Questa condizione è stabilizzante anche quando è configurata nella dimensione del disagio e della conflittualità, si sedimenta come esperienza e si consolida nel tempo; diviene consuetudine e viene percepita come “normale”. Un circolo autoreferenziale tra l'emissione dei segnali della rappresentazione proiettiva del soggetto e le abitudini relazionali con l'entourage. Nel momento in cui l'individuo evolve, e muta la propria visione, l'entourage si trova davanti a una persona diversa che stenta a riconoscere e di cui non comprende più gli atteggiamenti. Questo avviene perché vengono emessi dei segnali comunicativi differenti che disorientano le aspettative delle persone dell'entourage e rimettono in gioco una nuova necessità di reimpostare il rapporto.

*Dati forniti*
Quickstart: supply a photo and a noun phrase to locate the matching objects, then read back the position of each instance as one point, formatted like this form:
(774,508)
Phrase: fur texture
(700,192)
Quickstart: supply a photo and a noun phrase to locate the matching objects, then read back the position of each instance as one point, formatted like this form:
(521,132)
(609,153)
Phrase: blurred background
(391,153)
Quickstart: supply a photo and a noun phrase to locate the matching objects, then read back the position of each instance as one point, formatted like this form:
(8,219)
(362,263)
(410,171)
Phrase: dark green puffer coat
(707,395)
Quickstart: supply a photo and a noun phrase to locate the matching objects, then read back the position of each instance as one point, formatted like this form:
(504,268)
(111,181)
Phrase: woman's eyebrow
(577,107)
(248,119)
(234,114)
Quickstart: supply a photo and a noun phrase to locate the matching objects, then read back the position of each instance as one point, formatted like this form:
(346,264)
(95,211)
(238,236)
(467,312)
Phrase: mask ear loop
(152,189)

--

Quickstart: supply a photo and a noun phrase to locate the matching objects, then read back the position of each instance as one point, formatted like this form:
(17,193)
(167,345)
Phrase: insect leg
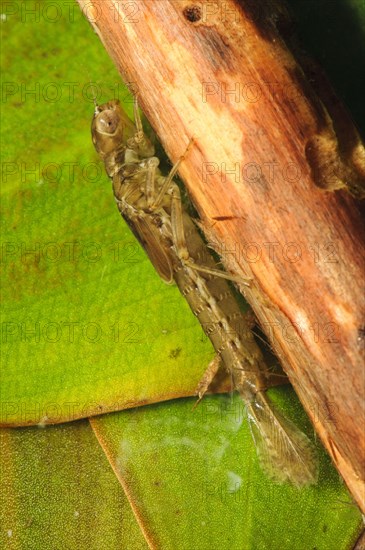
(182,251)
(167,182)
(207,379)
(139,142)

*Cosa si chiede*
Trascrivi dal brano sul rapporto con l'entourage il tratto che inizia con “Questa condizione è” e prosegue fino a “reimpostare il rapporto.”, compreso.

*Risultato*
Questa condizione è stabilizzante anche quando è configurata nella dimensione del disagio e della conflittualità, si sedimenta come esperienza e si consolida nel tempo; diviene consuetudine e viene percepita come “normale”. Un circolo autoreferenziale tra l'emissione dei segnali della rappresentazione proiettiva del soggetto e le abitudini relazionali con l'entourage. Nel momento in cui l'individuo evolve, e muta la propria visione, l'entourage si trova davanti a una persona diversa che stenta a riconoscere e di cui non comprende più gli atteggiamenti. Questo avviene perché vengono emessi dei segnali comunicativi differenti che disorientano le aspettative delle persone dell'entourage e rimettono in gioco una nuova necessità di reimpostare il rapporto.